***** DOCUMENT EXTRACT *****

To overcome these issues, developments in a novel cathode that can accommodate a substantial amount of Li2O2 were designed [14,15,16,17,18,19]. Along this line, carbon nanotubes (CNTs) were extensively investigated as a replacement for the typical electrode based on carbon black (CB) since CNTs can form a continuous porous network with a stiff structure in the absence of binder materials [20,21,22,23]. However, an investigation into the control of the discharge product using a CNT cathode has not been carried out.
In this study, we propose a polymer coating for CNTs as a novel electrode in which a homogenous and ultrathin polymer layer is wrapped around the CNT surface to facilitate a favorable deposition of the discharge products by the affinity of Li+ toward the wrapped polymer. As the coating polymer, we chose poly[2,2’-(2,6-pyridine)-5,5’-bibenzimidazole] (PyPBI; Fig. 1a) since (1) we found that PyPBI can coat CNT surfaces homogeneously with a thickness of ~ 1 nm [24,25,26,27], and (2) it is expected to promote the formation of the discharge products through the coordination of Li+ to the PyPBI ligand, which leads to a favorable deposition of the discharge products.
Experimental procedure
Materials
N,N-dimethylacetamide (DMAc); ethylene carbonate (EC), lithium battery grade; diethyl carbonate (DEC), lithium battery grade; lithium bis(trifluoromethanesulfonyl)imide (LiTFSI), lithium battery grade; and tetraethylene glycol dimethyl ether (TEGDME), lithium battery grade were purchased from Kishida Chemical Co., Ltd. Concentrated hydrochloric acid (HCl), methanol, and 2-propanol were purchased from FUJIFILM Wako Pure Chemical Industries, Ltd. The single-walled carbon nanotubes (SWCNTs, ~2 nm in diameter) were purchased from Meijo Nanocarbon, Ltd. Poly[2,2’-(2,6-pyridine)-5,5’-bibenzimidazole] (PyPBI) was synthesized according to a previously reported method [28].

*****

### INSTRUCTION A
Answer these questions about the CNT cathode excerpt:
(i) Which polymer was chosen to coat the CNTs?
(ii) What coating thickness on CNT surfaces was found for that polymer?
(iii) From which company were the single-walled carbon nanotubes purchased?
### INSTRUCTION B
Update the records from their first line through the line holding "[84,0,449,92]", inclusive, replacing "Provide" with "Give" and leaving everything else unchanged. Return only those lines.

***** EXERCISE MATERIALS *****

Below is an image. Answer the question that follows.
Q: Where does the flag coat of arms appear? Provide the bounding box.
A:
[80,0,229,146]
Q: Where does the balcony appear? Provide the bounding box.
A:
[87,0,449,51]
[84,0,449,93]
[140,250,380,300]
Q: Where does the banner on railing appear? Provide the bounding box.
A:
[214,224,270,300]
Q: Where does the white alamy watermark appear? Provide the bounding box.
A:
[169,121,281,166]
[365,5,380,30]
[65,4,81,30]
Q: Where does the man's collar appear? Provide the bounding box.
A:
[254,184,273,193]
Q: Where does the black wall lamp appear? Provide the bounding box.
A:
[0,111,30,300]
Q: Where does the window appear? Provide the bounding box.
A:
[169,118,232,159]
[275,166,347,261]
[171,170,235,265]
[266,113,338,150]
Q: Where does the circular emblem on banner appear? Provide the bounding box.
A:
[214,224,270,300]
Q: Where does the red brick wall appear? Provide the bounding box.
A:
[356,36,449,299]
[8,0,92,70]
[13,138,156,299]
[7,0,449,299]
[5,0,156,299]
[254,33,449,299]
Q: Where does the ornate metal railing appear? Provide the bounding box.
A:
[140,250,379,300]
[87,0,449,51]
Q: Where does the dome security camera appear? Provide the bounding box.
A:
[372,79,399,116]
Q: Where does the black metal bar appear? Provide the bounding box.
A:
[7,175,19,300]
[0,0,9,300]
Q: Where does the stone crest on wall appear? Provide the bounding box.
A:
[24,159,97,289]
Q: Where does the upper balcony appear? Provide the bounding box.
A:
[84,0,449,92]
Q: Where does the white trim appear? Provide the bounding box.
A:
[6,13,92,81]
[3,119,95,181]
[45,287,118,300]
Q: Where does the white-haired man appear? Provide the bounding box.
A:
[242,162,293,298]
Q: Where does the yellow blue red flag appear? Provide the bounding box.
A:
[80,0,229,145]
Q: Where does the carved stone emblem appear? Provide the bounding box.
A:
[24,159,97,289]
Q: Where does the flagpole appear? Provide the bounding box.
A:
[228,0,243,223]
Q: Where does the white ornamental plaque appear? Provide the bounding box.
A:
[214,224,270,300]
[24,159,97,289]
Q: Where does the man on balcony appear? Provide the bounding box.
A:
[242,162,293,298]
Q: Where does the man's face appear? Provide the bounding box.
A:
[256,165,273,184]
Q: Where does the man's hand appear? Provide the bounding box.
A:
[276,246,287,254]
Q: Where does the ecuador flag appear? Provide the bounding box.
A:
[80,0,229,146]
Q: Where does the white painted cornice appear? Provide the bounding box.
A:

*****

### OUTPUT A
(i) Poly[2,2’-(2,6-pyridine)-5,5’-bibenzimidazole] (PyPBI)
(ii) About 1 nm
(iii) Meijo Nanocarbon, Ltd.

### OUTPUT B
Below is an image. Answer the question that follows.
Q: Where does the flag coat of arms appear? Give the bounding box.
A:
[80,0,229,146]
Q: Where does the balcony appear? Give the bounding box.
A:
[87,0,449,51]
[84,0,449,93]
[140,250,380,300]
Q: Where does the banner on railing appear? Give the bounding box.
A:
[214,224,270,300]
Q: Where does the white alamy watermark appear? Give the bounding box.
A:
[169,121,281,166]
[365,5,380,30]
[65,4,81,30]
Q: Where does the man's collar appear? Give the bounding box.
A:
[254,184,273,193]
Q: Where does the black wall lamp appear? Give the bounding box.
A:
[0,111,30,300]
Q: Where does the window appear? Give the bounding box.
A:
[169,118,232,159]
[275,166,347,261]
[171,170,235,265]
[266,113,338,150]
Q: Where does the circular emblem on banner appear? Give the bounding box.
A:
[214,224,270,300]
Q: Where does the red brick wall appear? Give the bounding box.
A:
[356,36,449,299]
[8,0,92,70]
[13,138,156,299]
[7,0,449,299]
[5,0,156,299]
[254,33,449,299]
Q: Where does the ornate metal railing appear? Give the bounding box.
A:
[140,250,379,300]
[87,0,449,51]
Q: Where does the dome security camera appear? Give the bounding box.
A:
[372,79,399,116]
Q: Where does the black metal bar appear? Give the bounding box.
A:
[7,175,19,300]
[0,0,9,300]
Q: Where does the stone crest on wall appear? Give the bounding box.
A:
[24,159,97,289]
Q: Where does the upper balcony appear? Give the bounding box.
A:
[84,0,449,92]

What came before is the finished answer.